WHAT THE TASK REQUIRES -> Please report each line of the material below that contains the word "Locate", copying every such line in full.
____________________
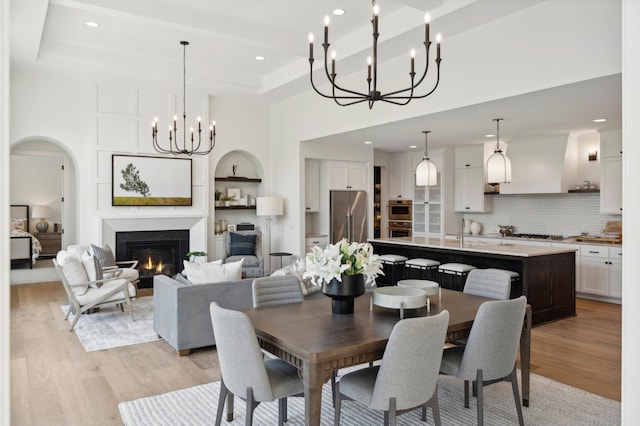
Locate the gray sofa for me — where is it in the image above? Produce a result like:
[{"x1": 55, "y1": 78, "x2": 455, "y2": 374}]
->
[{"x1": 153, "y1": 275, "x2": 325, "y2": 355}]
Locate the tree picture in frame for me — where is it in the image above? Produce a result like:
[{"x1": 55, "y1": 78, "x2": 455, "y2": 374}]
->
[{"x1": 111, "y1": 154, "x2": 193, "y2": 206}]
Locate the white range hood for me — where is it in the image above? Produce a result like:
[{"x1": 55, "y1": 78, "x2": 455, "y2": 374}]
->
[{"x1": 500, "y1": 134, "x2": 578, "y2": 194}]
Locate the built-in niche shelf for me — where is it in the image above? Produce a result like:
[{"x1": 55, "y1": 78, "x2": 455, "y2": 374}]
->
[
  {"x1": 215, "y1": 176, "x2": 262, "y2": 183},
  {"x1": 216, "y1": 206, "x2": 256, "y2": 210}
]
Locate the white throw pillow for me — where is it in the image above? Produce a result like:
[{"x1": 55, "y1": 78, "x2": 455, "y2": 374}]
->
[
  {"x1": 82, "y1": 251, "x2": 103, "y2": 288},
  {"x1": 184, "y1": 258, "x2": 244, "y2": 284},
  {"x1": 56, "y1": 250, "x2": 89, "y2": 295}
]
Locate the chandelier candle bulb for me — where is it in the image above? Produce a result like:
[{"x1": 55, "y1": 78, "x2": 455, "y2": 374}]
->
[{"x1": 424, "y1": 13, "x2": 431, "y2": 43}]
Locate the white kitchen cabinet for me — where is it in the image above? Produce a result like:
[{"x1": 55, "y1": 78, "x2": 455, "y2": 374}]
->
[
  {"x1": 412, "y1": 172, "x2": 442, "y2": 235},
  {"x1": 328, "y1": 161, "x2": 367, "y2": 191},
  {"x1": 389, "y1": 154, "x2": 416, "y2": 200},
  {"x1": 600, "y1": 130, "x2": 622, "y2": 214},
  {"x1": 454, "y1": 145, "x2": 493, "y2": 213},
  {"x1": 454, "y1": 145, "x2": 484, "y2": 169},
  {"x1": 304, "y1": 160, "x2": 320, "y2": 213},
  {"x1": 579, "y1": 245, "x2": 622, "y2": 299},
  {"x1": 304, "y1": 235, "x2": 329, "y2": 253}
]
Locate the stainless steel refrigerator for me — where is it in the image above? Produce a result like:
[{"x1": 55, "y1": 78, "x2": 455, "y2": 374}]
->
____________________
COMPLETE RESPONSE ->
Locate the gray sofa for me — where is it in the image above? Produce a result like:
Locate the tree picture in frame for me — where is it in the image above? Produce a result like:
Locate the white range hood for me — where is it in the image above? Produce a result like:
Locate the built-in niche shelf for me — where is it in the image above? Produce a result like:
Locate the white throw pillow for me — where is it in the image above? Produce a result like:
Locate the chandelier candle bulb for me — where is it in the image above? Produce a result like:
Locate the white kitchen cabinet for me — where is it in the image above? Produce a result like:
Locate the stainless steel refrigerator for me — where is it in the image above? Produce a result like:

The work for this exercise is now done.